*GIVEN REQUEST A*:
Answer these questions about the post on austerity and energy, each on its own line:
(i) What date appears at the top of the post?
(ii) What is the name of the research firm Tim Morgan is with?
(iii) What global EROEI figure is given for 2010?

Saturday, June 1, 2013

Austerity and energy

If you want a pretty terrifying read see "Perfect Storm: Energy, Finance and the End of Growth"  from Tim Morgan of  Tullet Prebon Research, a London  finance outfit. It sees the debt crisis being made even worse by an upcoming energy crisis, due to the declining ‘energy return on energy invested’ (EROEI) of conventional fossil and nuclear fuels, and the implications of this for economic growth. The global EROEI is he says now down  from about 40 in 1990 to 17 in 2010, may decline to just 11 by 2020.. He talks of the need for ‘social, political and cultural adaptation to “life after growth”.’And this from, in effect, a Banker...

*MATERIAL FOR THIS TASK*:
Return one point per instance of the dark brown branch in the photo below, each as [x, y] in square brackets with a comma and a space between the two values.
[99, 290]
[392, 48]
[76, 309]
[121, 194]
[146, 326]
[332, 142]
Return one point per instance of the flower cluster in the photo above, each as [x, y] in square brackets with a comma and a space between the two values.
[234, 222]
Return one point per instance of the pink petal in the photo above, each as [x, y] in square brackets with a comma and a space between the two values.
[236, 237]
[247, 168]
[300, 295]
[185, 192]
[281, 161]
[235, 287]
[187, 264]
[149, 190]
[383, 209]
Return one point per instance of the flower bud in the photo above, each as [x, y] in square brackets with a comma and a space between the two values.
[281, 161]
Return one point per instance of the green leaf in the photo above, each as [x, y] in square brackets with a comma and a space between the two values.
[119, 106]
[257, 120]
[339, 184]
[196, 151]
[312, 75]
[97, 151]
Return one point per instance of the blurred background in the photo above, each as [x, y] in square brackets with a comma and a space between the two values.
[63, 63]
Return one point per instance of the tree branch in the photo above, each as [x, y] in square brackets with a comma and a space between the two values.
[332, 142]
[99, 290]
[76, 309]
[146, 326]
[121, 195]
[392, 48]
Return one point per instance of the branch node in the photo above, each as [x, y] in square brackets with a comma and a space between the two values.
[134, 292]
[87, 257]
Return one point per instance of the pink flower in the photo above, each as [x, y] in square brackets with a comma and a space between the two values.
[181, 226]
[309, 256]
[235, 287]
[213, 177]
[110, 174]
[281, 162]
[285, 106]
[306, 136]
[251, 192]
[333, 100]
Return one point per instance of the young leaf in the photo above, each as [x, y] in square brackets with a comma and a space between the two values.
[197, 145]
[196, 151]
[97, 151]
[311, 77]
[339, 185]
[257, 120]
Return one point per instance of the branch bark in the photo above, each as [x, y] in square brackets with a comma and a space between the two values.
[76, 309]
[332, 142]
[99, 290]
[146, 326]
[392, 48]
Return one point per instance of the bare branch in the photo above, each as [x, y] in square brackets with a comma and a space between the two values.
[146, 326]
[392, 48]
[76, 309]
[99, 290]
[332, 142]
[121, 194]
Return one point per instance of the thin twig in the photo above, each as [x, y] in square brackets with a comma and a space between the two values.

*GIVEN REQUEST B*:
Scale the part of the listing that opens with the line containing "Return one point per instance of the young" and runs through the end of the listing, and return only those lines. Repeat every line, requests included, with each coordinate in the answers multiplied by 1.05 and rounded to a whole number, halves rounding up.

*TASK RESPONSE A*:
(i) Saturday, June 1, 2013
(ii) Tullet Prebon Research
(iii) 17

*TASK RESPONSE B*:
Return one point per instance of the young leaf in the photo above, each as [x, y] in square brackets with a comma and a space between the two values.
[207, 152]
[206, 159]
[102, 159]
[327, 81]
[356, 194]
[270, 126]
Return one point per instance of the branch bark in the photo above, each as [x, y] in square brackets with a comma and a space between the two values.
[80, 324]
[349, 149]
[104, 305]
[153, 342]
[412, 50]
Return one point per instance of the bare branch in the photo above, each as [x, y] in square brackets with a comma and a space between the two values.
[153, 342]
[412, 50]
[80, 324]
[104, 305]
[349, 149]
[127, 204]
Return one point per instance of the thin twig in the photo above, each as [x, y] in square brackets with a comma and a space between the two values.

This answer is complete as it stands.